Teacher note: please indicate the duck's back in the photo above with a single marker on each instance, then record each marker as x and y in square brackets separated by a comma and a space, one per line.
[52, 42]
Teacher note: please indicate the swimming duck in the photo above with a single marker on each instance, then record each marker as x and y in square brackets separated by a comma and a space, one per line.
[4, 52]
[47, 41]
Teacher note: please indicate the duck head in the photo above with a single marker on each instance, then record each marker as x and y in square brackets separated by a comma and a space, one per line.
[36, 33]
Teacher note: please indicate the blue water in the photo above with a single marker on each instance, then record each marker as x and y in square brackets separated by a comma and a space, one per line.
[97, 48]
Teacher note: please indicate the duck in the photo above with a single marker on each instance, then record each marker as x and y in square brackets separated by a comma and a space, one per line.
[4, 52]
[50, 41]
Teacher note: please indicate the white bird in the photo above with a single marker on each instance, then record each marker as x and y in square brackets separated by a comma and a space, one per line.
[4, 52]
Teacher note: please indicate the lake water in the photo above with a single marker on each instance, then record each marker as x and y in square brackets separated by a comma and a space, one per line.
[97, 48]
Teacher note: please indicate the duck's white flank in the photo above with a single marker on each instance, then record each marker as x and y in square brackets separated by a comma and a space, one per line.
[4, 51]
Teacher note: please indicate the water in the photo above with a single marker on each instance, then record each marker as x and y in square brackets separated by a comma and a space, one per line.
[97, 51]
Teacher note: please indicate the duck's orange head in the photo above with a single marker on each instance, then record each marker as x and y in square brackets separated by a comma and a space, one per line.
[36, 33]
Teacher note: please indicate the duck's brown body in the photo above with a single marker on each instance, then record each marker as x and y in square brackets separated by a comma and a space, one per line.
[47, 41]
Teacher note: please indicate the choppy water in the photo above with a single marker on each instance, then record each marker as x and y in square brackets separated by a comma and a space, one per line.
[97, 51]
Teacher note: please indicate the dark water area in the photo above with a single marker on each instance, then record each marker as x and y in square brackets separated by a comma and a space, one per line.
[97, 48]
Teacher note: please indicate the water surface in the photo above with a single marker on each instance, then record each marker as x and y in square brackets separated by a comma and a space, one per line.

__WHAT IS ASKED__. Return verbatim every line from the one containing "Teacher note: please indicate the duck's brown" through the final line above, both ends included.

__TASK SOLUTION__.
Teacher note: please indicate the duck's brown body in the photo above with a single marker on each instance, then record each marker as x and y in square brackets separated by a comma and a space, one per line.
[47, 41]
Teacher note: please indicate the choppy water in the photo above with a single marker on each instance, then record each marker as x and y in square brackets separated by a comma and a space, one per line.
[97, 51]
Teacher note: please indicate the dark water area in the photo above with a single marker on each instance, then record each marker as x and y in square brackets separated by a comma and a space, one per line.
[97, 48]
Teacher note: please indicate the water surface in the photo above with a single marker on each instance, then record each marker as x and y in square brackets separated by a comma and a space, one per line.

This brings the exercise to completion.